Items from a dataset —

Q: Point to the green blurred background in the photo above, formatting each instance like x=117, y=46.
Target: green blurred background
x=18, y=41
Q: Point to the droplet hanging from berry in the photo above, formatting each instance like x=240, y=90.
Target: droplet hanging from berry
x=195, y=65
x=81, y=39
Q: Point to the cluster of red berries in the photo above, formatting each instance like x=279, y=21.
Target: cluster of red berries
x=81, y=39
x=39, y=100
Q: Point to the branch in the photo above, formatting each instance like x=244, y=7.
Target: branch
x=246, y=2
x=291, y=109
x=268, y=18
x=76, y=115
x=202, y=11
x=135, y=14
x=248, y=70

To be done —
Render every line of the items above as a Markdown table with the columns Row and Line. Number each row and skip any blank lines.

The solution —
| Row | Line |
|---|---|
| 1 | Q: Point to the green blurred background in the photo above, formatting each instance like x=117, y=46. |
| 2 | Target: green blurred background |
| 3 | x=18, y=41 |
| 4 | Q: Point to the droplet hanging from berry in the photo above, formatting each instance like x=240, y=90. |
| 5 | Target: droplet hanging from berry |
| 6 | x=195, y=65 |
| 7 | x=81, y=39 |
| 8 | Q: Point to the cluster of red berries in the photo above, formatting each instance like x=279, y=21. |
| 9 | Target: cluster of red berries |
| 10 | x=81, y=39 |
| 11 | x=39, y=100 |
| 12 | Q: Point to the branch in the photo above, formatting each instance like x=244, y=7. |
| 13 | Target: branch |
| 14 | x=246, y=2 |
| 15 | x=291, y=109 |
| 16 | x=268, y=18 |
| 17 | x=76, y=115 |
| 18 | x=202, y=11 |
| 19 | x=135, y=14 |
| 20 | x=248, y=70 |